:: Задания ::
A. Объясните, опираясь на отрывок об Александре I, почему отечественные Бруты не подчинились бы всемирному руководству, даже если бы оно существовало. Уложитесь в одно–три предложения.
B. Продолжите отрывок об Александре I, начав сразу после фразы «Но вернемся в Одессу».

:: Отрывок ::
○ ○ ○ ○ ○

Александр I
Шрифт:
Тем более не прав он был, считая, что всемирному руководству могут подчиниться отечественные Бруты. Не только потому, что руководства не было. Даже если бы и было — все равно: их патриотизм был осознанно имперским; они стремились освободиться не от чужеземного правления, но лишь от власти нынешних правителей. Через десять лет восставшие поляки отслужат заупокойную мессу по казненным декабристам — погибшим «за нашу и вашу свободу». Историческая мифология прекрасна, — но как же трудно было реальным российским вождям сторговаться с польским патриотическим обществом о единстве действий! Да и о чем могли они договориться, если в проекте Конституции Никиты Муравьева Польша не упоминалась ни в списке из 13 «держав», составляющих в совместности Россию как неделимое целое, ни даже в списке областей? Если в «Русской правде» Павла Пестеля праву народности противополагалось право благоудобства
Так что восхищаться мужеством греков, пьемонтцев, португальцев, испанцев русские заговорщики могли сколь угодно; совместно с ними разрушать великодержавный принцип мироустройства — не согласились бы никогда…
Но вернемся в Одессу.

○ ○ ○ ○ ○

:: Раздел данных ::
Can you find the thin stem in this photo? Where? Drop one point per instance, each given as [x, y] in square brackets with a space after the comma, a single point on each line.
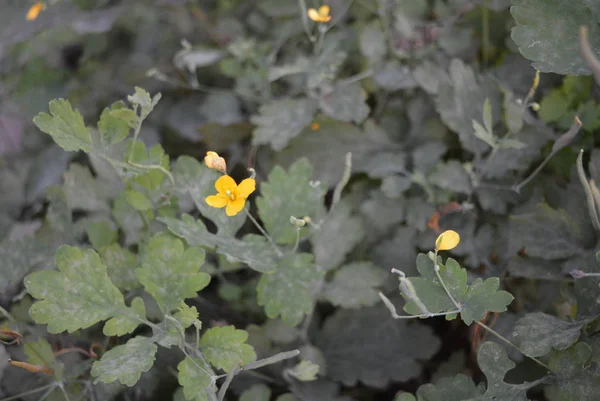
[264, 233]
[501, 337]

○ ○ ○ ○ ○

:: Ответы ::
A. Их патриотизм был осознанно имперским. Они стремились освободиться не от чужеземного правления, а лишь от власти нынешних правителей.

B.
Генерал-губернатор Ланжерон, справедливо опасаясь религиозного подлога (а может, чтобы потянуть время и понять, как отнесутся к новости в столицах), произвел строгое следствие, опросил множество свидетелей; затем внес гроб в карантин, где духовенство могло совершать панихиды, — и лишь после того запросил инструкции у сугубого князя Голицына. При этом он не мог прямо спросить: погребать ли мученика торжественно и величаво, как положено по его патриаршему сану, как должно по его трагическому венцу; или же хоронить незаметно и бесшумно, как жертву политического компромисса? Зато это мог — пусть в уклончивой, полунамекающей форме — разрешить себе архимандрит Феофил, законоучитель Одесского лицея. Он пользовался особым расположением Голицына и 10 мая отнесся к нему непосредственно.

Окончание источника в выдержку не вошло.